• _Consigne a_
Recopiez mot pour mot l'extrait sur la crise de confiance des électeurs.

• _Extrait_
= = = =

Une crise de confiance

Comme nous venons de le noter, le droit de choisir ses représentants constitue un élément important de la démocratie parlementaire. Cependant, nombre d’électeurs pensent que leur vote n’améliorera en rien leur quotidien et s’interrogent sur l’utilité réelle des élections. S’estimant victimes d’un jeu de dupes, certains s’abstiennent de voter alors que d’autres accomplissent sans aucune conviction leur devoir de citoyen. Selon le mot célèbre de Jacques Duclos, ces électeurs désenchantés ont conscience de choisir entre  » bonnet blanc et blanc bonnet ». Selon moi, ce désarroi et cette désaffection sont les conséquences de plusieurs facteurs. Arrêtons-nous brièvement sur trois de ceux-ci.

Élections et « hollywoodisation »

= = = =

• _Données brutes_
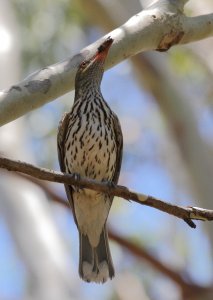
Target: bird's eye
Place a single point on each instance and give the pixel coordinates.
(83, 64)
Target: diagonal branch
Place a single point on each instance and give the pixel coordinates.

= = = =

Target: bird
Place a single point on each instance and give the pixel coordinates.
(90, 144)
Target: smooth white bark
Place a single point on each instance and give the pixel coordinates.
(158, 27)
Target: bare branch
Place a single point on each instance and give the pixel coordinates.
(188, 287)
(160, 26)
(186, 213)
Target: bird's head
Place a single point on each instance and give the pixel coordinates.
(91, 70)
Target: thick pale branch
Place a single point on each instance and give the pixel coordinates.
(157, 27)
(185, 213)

= = = =

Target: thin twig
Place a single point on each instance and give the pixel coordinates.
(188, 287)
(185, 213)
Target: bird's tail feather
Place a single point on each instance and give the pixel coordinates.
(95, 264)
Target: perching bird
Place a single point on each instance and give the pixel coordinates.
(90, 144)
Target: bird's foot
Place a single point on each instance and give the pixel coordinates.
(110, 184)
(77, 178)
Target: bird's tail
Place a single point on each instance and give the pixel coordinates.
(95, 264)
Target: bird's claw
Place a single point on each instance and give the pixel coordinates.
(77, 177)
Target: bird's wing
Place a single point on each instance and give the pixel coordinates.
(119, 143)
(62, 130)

= = = =

• _Consigne b_
Indiquez combien de lignes des entrées contiennent la chaîne « bird ». Répondez uniquement par le nombre.

• _Solution a_
Une crise de confiance

Comme nous venons de le noter, le droit de choisir ses représentants constitue un élément important de la démocratie parlementaire. Cependant, nombre d’électeurs pensent que leur vote n’améliorera en rien leur quotidien et s’interrogent sur l’utilité réelle des élections. S’estimant victimes d’un jeu de dupes, certains s’abstiennent de voter alors que d’autres accomplissent sans aucune conviction leur devoir de citoyen. Selon le mot célèbre de Jacques Duclos, ces électeurs désenchantés ont conscience de choisir entre  » bonnet blanc et blanc bonnet ». Selon moi, ce désarroi et cette désaffection sont les conséquences de plusieurs facteurs. Arrêtons-nous brièvement sur trois de ceux-ci.

Élections et « hollywoodisation »

• _Solution b_
9